--- Start Given data ---

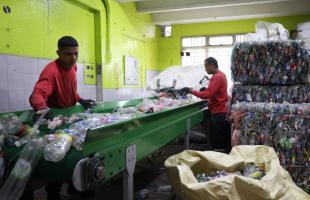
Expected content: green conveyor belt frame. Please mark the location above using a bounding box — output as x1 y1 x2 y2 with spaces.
4 99 205 196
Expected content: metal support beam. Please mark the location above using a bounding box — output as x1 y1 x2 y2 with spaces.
184 118 192 149
123 144 137 200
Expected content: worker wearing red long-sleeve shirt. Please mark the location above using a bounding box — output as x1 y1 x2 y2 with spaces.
26 36 95 200
184 57 231 152
29 36 94 114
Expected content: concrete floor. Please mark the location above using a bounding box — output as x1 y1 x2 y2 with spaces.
35 129 209 200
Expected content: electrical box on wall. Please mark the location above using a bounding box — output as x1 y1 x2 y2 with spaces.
84 64 97 85
125 56 139 85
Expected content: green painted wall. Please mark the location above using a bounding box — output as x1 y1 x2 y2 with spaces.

--- End Given data ---

Retype all of the lines above word for word, leaving out the picture.

• Complete response:
Expected content: green conveyor belt frame. Please mark the location above using a bounding box — output as x1 y1 x2 y2 with spaces.
4 99 205 196
Expected content: metal support beam. Please mark the location above using a bounding box — output as x1 y1 x2 y2 with spaces.
184 118 192 149
123 144 137 200
Expected content: worker wearing red long-sleeve shirt. Please mark the location above using a bounding box — output as x1 y1 x2 y2 with spaces.
26 36 95 200
184 57 231 152
29 36 94 114
Expected content: concrete floor. Please mark the location above using a bounding box — output as x1 y1 x2 y2 with spaces.
35 129 209 200
Expected content: electrical box on wall. Please mark the location above using a bounding box — output as x1 y1 x2 y2 with spaces.
84 64 97 85
125 56 139 85
Expected content: green painted wall. Please mark the location above using a bounding box — output as x1 y1 x2 y2 with spaces.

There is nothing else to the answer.